*WHAT NEEDS TO BE DONE:*
Reproduce every entry that follows word for word, but omit the images.

*INPUT:*
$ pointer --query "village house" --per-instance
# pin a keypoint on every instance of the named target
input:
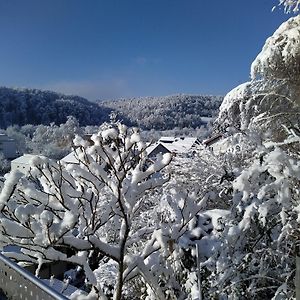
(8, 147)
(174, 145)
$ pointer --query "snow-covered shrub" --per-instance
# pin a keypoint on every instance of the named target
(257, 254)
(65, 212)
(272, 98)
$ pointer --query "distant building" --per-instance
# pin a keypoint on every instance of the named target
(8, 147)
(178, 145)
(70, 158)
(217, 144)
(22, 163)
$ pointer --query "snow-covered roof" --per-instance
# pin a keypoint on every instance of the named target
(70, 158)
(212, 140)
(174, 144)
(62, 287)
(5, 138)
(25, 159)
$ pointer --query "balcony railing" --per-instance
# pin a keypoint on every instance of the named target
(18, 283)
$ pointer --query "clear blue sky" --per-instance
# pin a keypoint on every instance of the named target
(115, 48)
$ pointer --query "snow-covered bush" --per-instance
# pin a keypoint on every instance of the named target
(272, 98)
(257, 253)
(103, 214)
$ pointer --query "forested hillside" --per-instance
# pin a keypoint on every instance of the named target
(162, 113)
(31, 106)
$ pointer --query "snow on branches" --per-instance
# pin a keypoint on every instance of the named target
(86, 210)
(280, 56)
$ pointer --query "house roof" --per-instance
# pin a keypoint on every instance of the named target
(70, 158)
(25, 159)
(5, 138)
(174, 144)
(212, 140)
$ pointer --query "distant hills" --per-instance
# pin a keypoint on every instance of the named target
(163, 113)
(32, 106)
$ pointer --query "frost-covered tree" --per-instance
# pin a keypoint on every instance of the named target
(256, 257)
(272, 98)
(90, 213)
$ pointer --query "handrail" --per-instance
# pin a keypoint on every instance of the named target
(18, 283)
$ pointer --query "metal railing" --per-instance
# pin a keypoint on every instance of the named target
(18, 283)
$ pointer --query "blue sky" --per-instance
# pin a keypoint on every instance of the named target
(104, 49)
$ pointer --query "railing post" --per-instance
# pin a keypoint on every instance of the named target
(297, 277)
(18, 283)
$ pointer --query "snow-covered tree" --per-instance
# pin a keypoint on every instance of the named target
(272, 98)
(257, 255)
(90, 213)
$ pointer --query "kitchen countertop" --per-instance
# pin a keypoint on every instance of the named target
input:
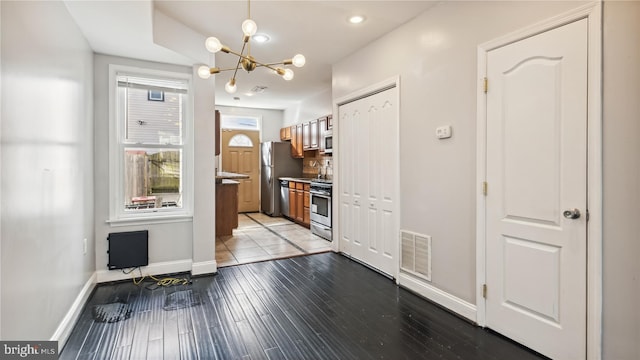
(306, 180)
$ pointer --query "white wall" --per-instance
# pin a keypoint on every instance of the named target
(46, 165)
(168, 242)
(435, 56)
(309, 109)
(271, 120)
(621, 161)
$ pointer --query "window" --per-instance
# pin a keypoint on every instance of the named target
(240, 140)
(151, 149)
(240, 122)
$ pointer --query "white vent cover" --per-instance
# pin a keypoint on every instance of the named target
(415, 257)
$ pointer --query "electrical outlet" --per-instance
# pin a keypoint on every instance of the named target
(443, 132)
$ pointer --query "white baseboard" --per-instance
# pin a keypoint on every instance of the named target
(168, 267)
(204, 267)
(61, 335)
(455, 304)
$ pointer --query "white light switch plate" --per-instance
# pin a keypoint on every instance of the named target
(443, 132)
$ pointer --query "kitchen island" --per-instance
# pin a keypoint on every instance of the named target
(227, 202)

*TASK ANSWER:*
$ pointer --query "village house" --per-instance
# pin a keypoint on every instance of the named target
input:
(8, 147)
(174, 145)
$ pointer --query "snow-covered shrub" --per-instance
# pin a keypoint on every instance of the named target
(257, 254)
(65, 212)
(272, 98)
$ pointer --query "distant building" --per-instance
# pin a keypoint on every instance of the named target
(8, 147)
(178, 145)
(70, 158)
(217, 144)
(22, 163)
$ pointer --query "snow-covered roof" --per-instance
# pin a keypoint on every instance of the named target
(70, 158)
(212, 140)
(174, 144)
(62, 287)
(5, 138)
(25, 159)
$ pointer --query "balcony railing" --per-instance
# pin a keypoint on every instance of the named target
(18, 283)
$ pointer --query "clear blue sky" --per-instance
# pin a keypoint on every instance of the named target
(115, 48)
$ pointer --query "snow-covered bush" --per-instance
# pin a keypoint on every instance of the named target
(272, 98)
(257, 253)
(103, 214)
$ pointer --query "forested hillside" --per-instance
# pin a keypoint on every instance of the named target
(162, 113)
(31, 106)
$ pointer --query "snow on branches" --per-instance
# pin a keypoint on every instance of the named target
(86, 210)
(280, 56)
$ pointer --query "house roof" --per-instance
# pin a keypoint on every instance of the named target
(70, 158)
(25, 159)
(5, 138)
(174, 144)
(212, 140)
$ pointer --query "distant hills" --per-instance
# pin a keypoint on every instance of the named target
(163, 113)
(32, 106)
$ pointer --query "frost-covered tree" --per-instance
# pin a keypoint on every instance of the named target
(256, 257)
(272, 98)
(90, 213)
$ pointer --query "handrail" --per-instance
# pin a keypoint on every instance of the named target
(18, 283)
$ pointer --query "metal railing" --per-instance
# pin a keypoint on every instance of the named target
(18, 283)
$ pointer --query "blue sky" --per-instance
# pin a keypoint on every instance of the named target
(104, 49)
$ pointer --query "railing post" --per-instance
# pin a keypoint on every instance of the named target
(297, 277)
(18, 283)
$ pointer --query "snow-covered tree" --per-instance
# pin a keypoint on every instance of the named target
(272, 98)
(257, 255)
(90, 213)
$ pointer --query "kitchen countertop" --per-instance
# pin a keypoint on every instance of the named target
input:
(306, 180)
$ pointer --query "white wall" --per-instance
# pin a keypoint on every instance of the named target
(46, 165)
(168, 242)
(435, 56)
(309, 109)
(271, 120)
(621, 161)
$ pointer --query "window" --per-instance
# pin a keypoint on every instance of the named target
(240, 140)
(151, 149)
(240, 122)
$ pointer --query "white vent cover" --per-instance
# pin a keypoint on every instance of the named target
(415, 257)
$ pointer --query "electrical outlet" --per-instance
# pin a keypoint on every instance of the named target
(443, 132)
$ pointer --query "white baseboard" --per-instance
# pin a keypoint on every instance of the named target
(168, 267)
(204, 267)
(61, 335)
(455, 304)
$ pointer --query "white light switch plate" --per-instance
# pin a keypoint on every instance of the named target
(443, 132)
$ pointer --query "kitchen island" --per-instance
# pin a keypoint on every instance of the named target
(227, 202)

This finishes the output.